- [Görevler]
A – Verilen metne göre, hiçbir cumhuriyet hükümetinin imzalamaya cesaret edemediği anlaşma hangi yıl imzalandı?
B – Listede "of the cobblestone" ifadesinin geçtiği satırdan listenin sonuna kadar olan satırları, iki ucu da dahil, "cobblestone block" yerine "paving stone" koyarak düzenle ve yalnızca bu satırları yaz. Başka hiçbir şeyi değiştirme.

- [Verilen Metin]
-------------------------
Meclisteki yemin polemiği biter bitmez gözler bu kez ilan edilen özerkliğe çevrildi.
Gerçi medyada yemin konusu kadar yer almadı ya olsun, ama burada önemli olan işin özerkliğe kadar gelmesi…
Bundan sonra sırada hangi gelişmelerin yer alabileceği sanıyorum alınan bu kadar mesafeden sonra, çok kolayca tahmin edilebilecektir.
Zaten başlangıcından bu güne kadar alınan yol…
Ya da geçirilen aşamalar dikkate alındığında hani derler ya “perşembenin gelişi…” İşte aynen öyle…
Bu iş ilk olarak ikiz yasaların mecliste kabul edilmesiyle başladı desek sanıyorum yanlış olmaz.
Bu güne kadar hiçbir cumhuriyet hükümetinin imzalamaya cesaret edemediği anlaşma 2003 yılında birden bire imzalanıverdi.
-------------------------
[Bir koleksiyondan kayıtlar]
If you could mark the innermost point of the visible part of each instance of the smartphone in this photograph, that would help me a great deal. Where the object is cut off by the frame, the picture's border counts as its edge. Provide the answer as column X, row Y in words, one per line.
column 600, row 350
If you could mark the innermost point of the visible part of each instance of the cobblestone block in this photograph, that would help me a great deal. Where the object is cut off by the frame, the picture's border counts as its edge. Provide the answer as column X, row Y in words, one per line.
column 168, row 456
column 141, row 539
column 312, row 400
-------------------------
- [Cevaplar]
A – 2003 yılında imzalandı.

B –
If you could mark the innermost point of the visible part of each instance of the paving stone in this photograph, that would help me a great deal. Where the object is cut off by the frame, the picture's border counts as its edge. Provide the answer as column X, row Y in words, one per line.
column 168, row 456
column 141, row 539
column 312, row 400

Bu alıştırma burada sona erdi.